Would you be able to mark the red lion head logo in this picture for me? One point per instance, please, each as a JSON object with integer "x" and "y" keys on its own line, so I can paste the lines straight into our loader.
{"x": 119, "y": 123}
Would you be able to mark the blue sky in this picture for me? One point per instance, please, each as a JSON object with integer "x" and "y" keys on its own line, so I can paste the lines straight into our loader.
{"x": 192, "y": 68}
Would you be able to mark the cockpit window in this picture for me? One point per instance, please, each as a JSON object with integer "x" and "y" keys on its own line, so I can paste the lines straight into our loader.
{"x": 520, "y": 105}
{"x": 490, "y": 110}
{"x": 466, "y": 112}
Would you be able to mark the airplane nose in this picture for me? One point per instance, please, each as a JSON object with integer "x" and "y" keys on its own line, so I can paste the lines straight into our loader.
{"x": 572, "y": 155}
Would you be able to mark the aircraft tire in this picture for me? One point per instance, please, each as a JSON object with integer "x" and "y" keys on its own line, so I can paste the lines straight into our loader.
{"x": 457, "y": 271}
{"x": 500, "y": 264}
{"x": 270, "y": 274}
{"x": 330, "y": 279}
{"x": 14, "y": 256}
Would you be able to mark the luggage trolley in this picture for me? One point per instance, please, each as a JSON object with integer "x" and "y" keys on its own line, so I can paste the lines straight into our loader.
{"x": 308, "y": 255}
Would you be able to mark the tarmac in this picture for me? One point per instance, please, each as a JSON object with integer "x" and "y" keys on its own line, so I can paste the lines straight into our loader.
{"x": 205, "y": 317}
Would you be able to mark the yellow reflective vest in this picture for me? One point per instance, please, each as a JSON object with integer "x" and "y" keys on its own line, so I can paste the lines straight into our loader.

____

*TO DO*
Faithfully transcribe the whole of the data.

*WORKED SOLUTION*
Would you be able to mark the red lion head logo in this picture for me? One point per instance, please, each as a JSON object with integer "x" and "y" keys on its own line, so I can paste the lines straight into our loader.
{"x": 119, "y": 123}
Would you be able to mark the blue sky in this picture for me? One point per instance, please, each as a JSON object with integer "x" and "y" keys on its own line, so I can paste the lines straight into our loader.
{"x": 192, "y": 68}
Would you be able to mark the cockpit window in this picture for me? One point per instance, please, each as a JSON object with integer "x" and "y" keys on its own line, so I can paste the lines straight into our loader.
{"x": 520, "y": 105}
{"x": 490, "y": 110}
{"x": 466, "y": 112}
Would you be able to mark the airplane nose in this picture for me? One point per instance, please, each as a JSON object with integer "x" and "y" keys on its own line, so I can paste the lines straight into our loader.
{"x": 572, "y": 155}
Would you be able to mark the aircraft tire in this picture for me? One point per instance, please, each as a JSON object with integer "x" and "y" keys on its own line, so I can paste the lines straight into our loader.
{"x": 457, "y": 271}
{"x": 500, "y": 264}
{"x": 270, "y": 274}
{"x": 330, "y": 279}
{"x": 14, "y": 256}
Would you be able to mark the luggage trolley in this picture for me? One point per instance, please, each as a JSON object with integer "x" and "y" keys on its own line, so I can paste the lines straight into our loader.
{"x": 308, "y": 255}
Would you be able to mark the tarmac in this picture for me? One point per instance, please, each as a JSON object with integer "x" and "y" keys on its own line, so I can paste the lines straight into our loader.
{"x": 205, "y": 317}
Would you be able to mark the yellow reflective vest in this picture for me? One point per instance, please, each as a JSON object with integer "x" and "y" keys on its own line, so I can paste the lines straight into our loader.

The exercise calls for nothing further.